▶ **THE DATA**:
********************
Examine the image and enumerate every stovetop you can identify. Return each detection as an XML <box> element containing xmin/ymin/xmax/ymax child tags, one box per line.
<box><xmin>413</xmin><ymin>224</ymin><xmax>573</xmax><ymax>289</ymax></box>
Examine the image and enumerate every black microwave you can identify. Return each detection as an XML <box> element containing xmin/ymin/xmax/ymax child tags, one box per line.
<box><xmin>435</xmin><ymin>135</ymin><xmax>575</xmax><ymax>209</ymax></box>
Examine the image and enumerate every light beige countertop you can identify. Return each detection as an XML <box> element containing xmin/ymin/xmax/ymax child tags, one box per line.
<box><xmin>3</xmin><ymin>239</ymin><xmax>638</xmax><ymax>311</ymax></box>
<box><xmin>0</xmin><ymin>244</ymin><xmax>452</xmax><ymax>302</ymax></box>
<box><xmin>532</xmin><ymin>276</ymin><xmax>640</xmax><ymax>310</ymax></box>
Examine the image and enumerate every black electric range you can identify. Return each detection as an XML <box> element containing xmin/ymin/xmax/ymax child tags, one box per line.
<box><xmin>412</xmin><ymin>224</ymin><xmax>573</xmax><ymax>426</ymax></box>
********************
Please repeat the listing word for word.

▶ **RESPONSE TO THIS TASK**:
Examine the image and enumerate every stovetop you can identify. Return each detection as an XML <box> element containing xmin/ymin/xmax/ymax child tags, one box per line.
<box><xmin>413</xmin><ymin>224</ymin><xmax>573</xmax><ymax>289</ymax></box>
Examine the image and enumerate every black microwave you can identify. Return each detection as an XML <box> element containing xmin/ymin/xmax/ymax child tags, one box per line.
<box><xmin>435</xmin><ymin>135</ymin><xmax>575</xmax><ymax>209</ymax></box>
Examine the image and enumerate every light beige countertop you can identify. Return each detection as an XML <box> element containing xmin/ymin/xmax/ymax child tags, one box per line.
<box><xmin>3</xmin><ymin>239</ymin><xmax>638</xmax><ymax>311</ymax></box>
<box><xmin>0</xmin><ymin>244</ymin><xmax>452</xmax><ymax>302</ymax></box>
<box><xmin>532</xmin><ymin>276</ymin><xmax>640</xmax><ymax>310</ymax></box>
Examine the image and enumerate every black electric range you can identify. Return each detection as an XML <box> element containing xmin/ymin/xmax/ymax child tags, one box per line.
<box><xmin>412</xmin><ymin>224</ymin><xmax>573</xmax><ymax>426</ymax></box>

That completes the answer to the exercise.